====== Dataset rows ======
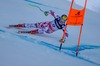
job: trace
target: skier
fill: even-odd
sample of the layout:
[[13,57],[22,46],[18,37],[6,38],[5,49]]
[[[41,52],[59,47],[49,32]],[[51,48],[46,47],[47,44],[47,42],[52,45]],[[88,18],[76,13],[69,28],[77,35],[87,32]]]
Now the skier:
[[[39,23],[23,23],[17,25],[9,25],[9,27],[16,27],[16,28],[37,28],[35,30],[30,31],[19,31],[19,33],[31,33],[31,34],[43,34],[45,33],[53,33],[59,29],[64,31],[65,22],[67,20],[67,15],[63,14],[61,17],[55,15],[52,10],[45,11],[44,14],[47,16],[51,14],[54,17],[53,21],[49,22],[39,22]],[[65,35],[68,37],[68,33],[66,32]]]

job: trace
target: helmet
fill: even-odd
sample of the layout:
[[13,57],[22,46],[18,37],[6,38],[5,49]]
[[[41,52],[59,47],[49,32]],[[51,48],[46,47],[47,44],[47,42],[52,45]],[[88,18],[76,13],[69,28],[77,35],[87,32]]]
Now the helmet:
[[63,14],[62,16],[61,16],[61,19],[63,19],[63,20],[67,20],[67,15],[65,15],[65,14]]
[[59,24],[65,25],[66,20],[67,20],[67,15],[63,14],[61,16],[61,20],[60,20]]

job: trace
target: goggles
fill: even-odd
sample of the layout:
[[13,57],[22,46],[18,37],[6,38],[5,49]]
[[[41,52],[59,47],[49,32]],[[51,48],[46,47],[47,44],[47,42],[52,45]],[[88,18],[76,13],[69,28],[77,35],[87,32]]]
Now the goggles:
[[62,16],[62,19],[66,21],[67,20],[67,17],[66,16]]

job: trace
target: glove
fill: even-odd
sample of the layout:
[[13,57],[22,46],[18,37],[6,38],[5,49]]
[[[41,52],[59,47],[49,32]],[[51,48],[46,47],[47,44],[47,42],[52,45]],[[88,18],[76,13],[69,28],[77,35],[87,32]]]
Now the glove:
[[68,37],[68,33],[65,33],[65,36]]
[[60,39],[59,42],[63,42],[64,43],[65,42],[65,38],[64,38],[64,40]]
[[44,15],[45,15],[45,16],[48,16],[48,14],[49,14],[48,11],[45,11],[45,12],[44,12]]
[[52,16],[55,16],[54,11],[52,11],[52,10],[50,10],[50,14],[51,14]]

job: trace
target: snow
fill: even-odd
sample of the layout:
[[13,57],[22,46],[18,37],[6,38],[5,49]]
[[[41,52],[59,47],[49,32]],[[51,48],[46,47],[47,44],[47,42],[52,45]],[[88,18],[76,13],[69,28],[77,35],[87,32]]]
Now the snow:
[[[68,1],[68,0],[66,0]],[[72,1],[72,0],[69,0],[69,1]],[[84,6],[84,2],[85,0],[74,0],[76,4],[80,5],[80,6]],[[95,12],[98,12],[99,13],[99,10],[100,10],[100,0],[87,0],[88,3],[87,3],[87,8],[92,10],[92,11],[95,11]]]
[[[44,11],[53,10],[58,15],[68,14],[71,3],[68,0],[32,1],[43,4],[31,3]],[[5,28],[9,24],[53,20],[52,16],[45,16],[38,8],[28,4],[30,2],[25,0],[0,1],[0,66],[100,66],[99,12],[87,8],[79,55],[76,57],[79,27],[68,26],[69,37],[61,51],[61,30],[52,34],[30,35],[18,34],[20,29]],[[75,5],[77,8],[81,7]]]

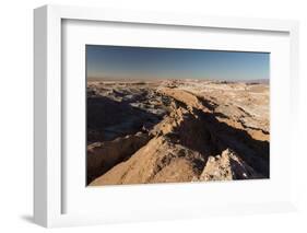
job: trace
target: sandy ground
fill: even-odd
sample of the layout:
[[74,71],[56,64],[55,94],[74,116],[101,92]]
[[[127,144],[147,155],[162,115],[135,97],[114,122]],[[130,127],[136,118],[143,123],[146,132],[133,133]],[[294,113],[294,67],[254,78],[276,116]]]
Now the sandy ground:
[[269,84],[87,82],[88,185],[268,178]]

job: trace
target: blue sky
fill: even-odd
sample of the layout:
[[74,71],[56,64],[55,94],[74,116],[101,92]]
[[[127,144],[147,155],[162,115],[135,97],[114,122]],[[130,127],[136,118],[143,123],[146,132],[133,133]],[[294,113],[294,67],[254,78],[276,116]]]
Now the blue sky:
[[88,78],[258,80],[269,53],[86,45]]

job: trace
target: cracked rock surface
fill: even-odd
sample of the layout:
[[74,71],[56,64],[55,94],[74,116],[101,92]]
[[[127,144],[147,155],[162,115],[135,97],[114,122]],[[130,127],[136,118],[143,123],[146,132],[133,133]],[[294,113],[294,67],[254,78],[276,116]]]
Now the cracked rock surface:
[[90,186],[269,178],[269,84],[88,81]]

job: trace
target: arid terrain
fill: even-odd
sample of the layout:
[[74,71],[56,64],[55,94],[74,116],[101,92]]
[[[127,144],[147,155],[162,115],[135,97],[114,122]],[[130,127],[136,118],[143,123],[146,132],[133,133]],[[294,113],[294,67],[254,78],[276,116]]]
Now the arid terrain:
[[87,80],[90,186],[269,178],[269,84]]

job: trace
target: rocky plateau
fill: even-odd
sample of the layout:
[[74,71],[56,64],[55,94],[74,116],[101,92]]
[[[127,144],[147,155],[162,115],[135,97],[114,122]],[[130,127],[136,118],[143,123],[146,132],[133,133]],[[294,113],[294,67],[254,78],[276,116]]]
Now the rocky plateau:
[[87,81],[90,186],[270,177],[269,84]]

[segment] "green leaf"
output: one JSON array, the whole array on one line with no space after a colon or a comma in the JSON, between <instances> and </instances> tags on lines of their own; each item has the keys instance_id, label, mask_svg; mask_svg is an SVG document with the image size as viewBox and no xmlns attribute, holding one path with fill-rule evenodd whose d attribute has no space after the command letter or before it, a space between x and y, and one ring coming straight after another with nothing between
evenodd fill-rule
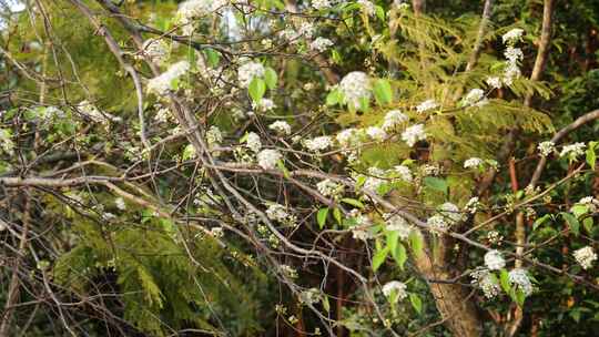
<instances>
[{"instance_id":1,"label":"green leaf","mask_svg":"<svg viewBox=\"0 0 599 337\"><path fill-rule=\"evenodd\" d=\"M342 215L339 208L333 210L333 217L335 217L339 225L342 224Z\"/></svg>"},{"instance_id":2,"label":"green leaf","mask_svg":"<svg viewBox=\"0 0 599 337\"><path fill-rule=\"evenodd\" d=\"M595 162L597 161L597 154L595 153L595 147L597 147L597 142L589 142L589 147L587 149L587 163L595 171Z\"/></svg>"},{"instance_id":3,"label":"green leaf","mask_svg":"<svg viewBox=\"0 0 599 337\"><path fill-rule=\"evenodd\" d=\"M326 217L328 215L328 207L324 207L318 210L318 213L316 214L316 221L318 222L318 227L324 228L324 225L326 224Z\"/></svg>"},{"instance_id":4,"label":"green leaf","mask_svg":"<svg viewBox=\"0 0 599 337\"><path fill-rule=\"evenodd\" d=\"M576 216L566 212L561 212L560 215L561 217L564 217L564 219L568 224L568 227L570 227L570 232L572 232L575 236L578 236L578 234L580 234L580 223L578 222Z\"/></svg>"},{"instance_id":5,"label":"green leaf","mask_svg":"<svg viewBox=\"0 0 599 337\"><path fill-rule=\"evenodd\" d=\"M325 309L325 312L327 313L331 312L331 303L328 302L328 296L323 295L322 302L323 302L323 308Z\"/></svg>"},{"instance_id":6,"label":"green leaf","mask_svg":"<svg viewBox=\"0 0 599 337\"><path fill-rule=\"evenodd\" d=\"M375 82L374 94L379 105L388 104L393 101L393 90L389 81L379 79Z\"/></svg>"},{"instance_id":7,"label":"green leaf","mask_svg":"<svg viewBox=\"0 0 599 337\"><path fill-rule=\"evenodd\" d=\"M409 294L409 303L412 303L412 306L416 310L416 313L422 314L423 313L423 300L420 297L414 293Z\"/></svg>"},{"instance_id":8,"label":"green leaf","mask_svg":"<svg viewBox=\"0 0 599 337\"><path fill-rule=\"evenodd\" d=\"M250 92L250 96L252 98L252 100L258 103L264 96L264 93L266 92L266 84L264 84L264 81L262 79L254 78L252 79L252 82L250 82L247 91Z\"/></svg>"},{"instance_id":9,"label":"green leaf","mask_svg":"<svg viewBox=\"0 0 599 337\"><path fill-rule=\"evenodd\" d=\"M343 94L338 89L331 91L326 95L326 105L335 105L343 101Z\"/></svg>"},{"instance_id":10,"label":"green leaf","mask_svg":"<svg viewBox=\"0 0 599 337\"><path fill-rule=\"evenodd\" d=\"M501 288L506 294L509 294L509 290L511 288L511 284L509 282L509 274L506 269L501 269L501 274L499 274L499 283L501 284Z\"/></svg>"},{"instance_id":11,"label":"green leaf","mask_svg":"<svg viewBox=\"0 0 599 337\"><path fill-rule=\"evenodd\" d=\"M277 81L276 72L274 71L274 69L267 67L264 70L264 82L266 82L266 85L268 86L268 89L274 90L276 88L276 81Z\"/></svg>"},{"instance_id":12,"label":"green leaf","mask_svg":"<svg viewBox=\"0 0 599 337\"><path fill-rule=\"evenodd\" d=\"M385 247L375 253L375 255L373 256L373 270L376 272L383 265L388 254L389 247Z\"/></svg>"},{"instance_id":13,"label":"green leaf","mask_svg":"<svg viewBox=\"0 0 599 337\"><path fill-rule=\"evenodd\" d=\"M407 261L407 251L406 247L403 244L397 244L397 247L392 251L392 256L399 266L402 270L404 270L404 265Z\"/></svg>"},{"instance_id":14,"label":"green leaf","mask_svg":"<svg viewBox=\"0 0 599 337\"><path fill-rule=\"evenodd\" d=\"M424 178L424 183L427 187L432 190L447 194L447 190L448 190L447 182L440 177L427 176Z\"/></svg>"},{"instance_id":15,"label":"green leaf","mask_svg":"<svg viewBox=\"0 0 599 337\"><path fill-rule=\"evenodd\" d=\"M538 226L545 224L550 218L551 218L551 214L545 214L544 216L537 218L535 223L532 224L532 231L537 229Z\"/></svg>"},{"instance_id":16,"label":"green leaf","mask_svg":"<svg viewBox=\"0 0 599 337\"><path fill-rule=\"evenodd\" d=\"M582 227L585 227L585 231L587 231L587 233L589 234L591 234L592 224L593 224L592 217L587 217L582 221Z\"/></svg>"},{"instance_id":17,"label":"green leaf","mask_svg":"<svg viewBox=\"0 0 599 337\"><path fill-rule=\"evenodd\" d=\"M387 233L387 246L394 254L394 251L397 248L397 243L399 242L399 233L397 231L388 231Z\"/></svg>"},{"instance_id":18,"label":"green leaf","mask_svg":"<svg viewBox=\"0 0 599 337\"><path fill-rule=\"evenodd\" d=\"M358 207L358 208L364 208L364 204L361 201L355 200L355 198L344 197L344 198L342 198L342 202L344 202L344 203L346 203L348 205Z\"/></svg>"},{"instance_id":19,"label":"green leaf","mask_svg":"<svg viewBox=\"0 0 599 337\"><path fill-rule=\"evenodd\" d=\"M206 54L207 64L212 68L216 68L219 65L219 61L221 60L221 55L211 48L205 49L204 53Z\"/></svg>"},{"instance_id":20,"label":"green leaf","mask_svg":"<svg viewBox=\"0 0 599 337\"><path fill-rule=\"evenodd\" d=\"M409 244L412 245L412 251L416 257L423 254L424 242L423 236L418 231L412 231L412 233L409 233Z\"/></svg>"}]
</instances>

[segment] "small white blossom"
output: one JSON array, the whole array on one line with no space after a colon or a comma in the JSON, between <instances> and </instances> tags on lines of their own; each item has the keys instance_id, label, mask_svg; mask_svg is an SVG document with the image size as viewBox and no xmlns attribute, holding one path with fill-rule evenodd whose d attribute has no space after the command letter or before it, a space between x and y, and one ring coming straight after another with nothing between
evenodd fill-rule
======
Task directions:
Collect every line above that contains the word "plateau" and copy each one in full.

Response:
target: rocky plateau
Now the rocky plateau:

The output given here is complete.